**MATERIAL SHOWN**
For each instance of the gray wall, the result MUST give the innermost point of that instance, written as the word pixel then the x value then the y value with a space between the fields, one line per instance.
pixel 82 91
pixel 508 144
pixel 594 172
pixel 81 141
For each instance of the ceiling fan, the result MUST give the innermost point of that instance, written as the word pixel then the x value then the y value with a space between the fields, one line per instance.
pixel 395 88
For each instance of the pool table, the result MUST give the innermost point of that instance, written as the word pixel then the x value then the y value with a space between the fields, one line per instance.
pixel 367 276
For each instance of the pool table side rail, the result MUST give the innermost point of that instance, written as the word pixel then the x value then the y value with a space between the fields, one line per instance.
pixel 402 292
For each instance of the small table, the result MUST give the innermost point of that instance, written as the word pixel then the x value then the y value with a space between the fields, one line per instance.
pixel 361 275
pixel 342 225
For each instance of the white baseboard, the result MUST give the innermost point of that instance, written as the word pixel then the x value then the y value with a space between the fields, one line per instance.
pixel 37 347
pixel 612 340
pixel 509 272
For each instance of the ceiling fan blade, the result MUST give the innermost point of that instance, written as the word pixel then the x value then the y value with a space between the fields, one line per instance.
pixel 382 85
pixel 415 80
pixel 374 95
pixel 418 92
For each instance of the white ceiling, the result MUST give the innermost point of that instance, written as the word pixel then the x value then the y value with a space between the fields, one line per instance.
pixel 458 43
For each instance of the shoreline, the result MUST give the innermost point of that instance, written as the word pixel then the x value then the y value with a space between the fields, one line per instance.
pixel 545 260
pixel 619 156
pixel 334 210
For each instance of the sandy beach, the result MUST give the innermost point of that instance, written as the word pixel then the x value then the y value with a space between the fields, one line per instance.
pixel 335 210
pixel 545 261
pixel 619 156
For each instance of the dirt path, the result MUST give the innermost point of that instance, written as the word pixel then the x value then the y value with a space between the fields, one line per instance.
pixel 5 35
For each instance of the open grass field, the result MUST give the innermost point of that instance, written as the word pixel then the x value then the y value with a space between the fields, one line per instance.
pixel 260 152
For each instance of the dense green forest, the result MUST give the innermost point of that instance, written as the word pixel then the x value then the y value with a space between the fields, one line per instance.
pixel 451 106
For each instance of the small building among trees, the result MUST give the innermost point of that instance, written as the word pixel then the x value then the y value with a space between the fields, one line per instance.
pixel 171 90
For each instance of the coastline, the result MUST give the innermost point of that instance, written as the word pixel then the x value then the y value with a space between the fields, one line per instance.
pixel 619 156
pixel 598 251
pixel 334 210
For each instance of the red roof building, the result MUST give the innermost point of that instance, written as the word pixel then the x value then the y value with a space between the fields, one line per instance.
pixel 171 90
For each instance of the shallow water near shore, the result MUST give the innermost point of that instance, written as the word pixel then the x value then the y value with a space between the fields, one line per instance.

**WHAT IS REQUIRED**
An accurate, complete transcription of the records above is needed.

**RESPONSE AREA**
For each instance of the gray wall, the result MUST give the innermost point of that instance, written as the word pixel then the x value then the y value with a space between the fields, one line per instance.
pixel 82 91
pixel 508 144
pixel 594 172
pixel 81 141
For each instance of the ceiling fan, the result MUST give the innermost point of that instance, written as the word pixel then the x value then the y value with a space between the fields, one line per instance.
pixel 395 88
For each instance of the pool table, the result MUST give the innermost point of that instance, written as the word pixel then the x value then the y value with a space between the fields, one line per instance.
pixel 367 276
For each instance of the pool table side rail, the result MUST give the innermost point of that instance, written as the word pixel then the x value then the y value with a space between the fields, one line per instance.
pixel 402 292
For each instance of the small table, the result MUST give the innermost point of that instance, written as the word pixel then the x value then the y value with a space between the fields, one line per instance.
pixel 361 275
pixel 342 225
For each instance of the white baseboard, the result MUST give the innermost point of that instance, written as the word pixel then the x value then the y value with a space between the fields, one line per instance.
pixel 37 347
pixel 612 340
pixel 509 272
For each instance of the ceiling fan blade, the result MUST give the innermost point of that instance, written as the word pixel then the x value then the y value with a space between the fields, one line per instance.
pixel 382 85
pixel 415 80
pixel 374 95
pixel 418 92
For each instance of the white ceiling, the result MUST give the innermost point of that instance, written as the word pixel then the x value then the y value with a space between the fields, one line per instance.
pixel 458 43
For each instance of the shoreline, the result MUST give the innermost point of that instance, written as the word pixel then the x value then the y value with a space between the fields, one line per instance.
pixel 545 260
pixel 619 156
pixel 334 210
For each instance of the sandy beach, the result MUST give the innermost point of that instance, written as the word pixel then the x value then the y value with a space between the fields, one line per instance.
pixel 335 210
pixel 545 261
pixel 619 156
For each instance of the dirt path, the result MUST give the innermost point of that instance, written as the word pixel then the x value then the y value with a space between the fields, one line per instance.
pixel 5 35
For each instance of the open grass field, the result MUST give the innermost point of that instance, written as the word pixel then the x value then the y value with a space between the fields, one line per instance.
pixel 260 152
For each instance of the dense green forest, the result MUST give the innermost point of that instance, written as the word pixel then the x value then the y value with a space between the fields, one line per instance.
pixel 451 106
For each instance of the small building among trees, the result MUST give the innermost point of that instance, written as the word pixel then the x value then the y value with a space between the fields, one line per instance.
pixel 171 90
For each instance of the coastline, the result MUST give the innermost point of that instance, written as the word pixel then the x value then the y value with a space between the fields, one line per instance.
pixel 619 156
pixel 598 251
pixel 334 210
For each instance of the red roof building, the result MUST give the innermost point of that instance, written as the word pixel then the x value then the y value with a space between the fields, one line per instance.
pixel 171 90
For each instance of the shallow water near shore, the result MUST give the innermost point of that instance, written as the word pixel then the x value then the y value with a space between the fields, one line per instance.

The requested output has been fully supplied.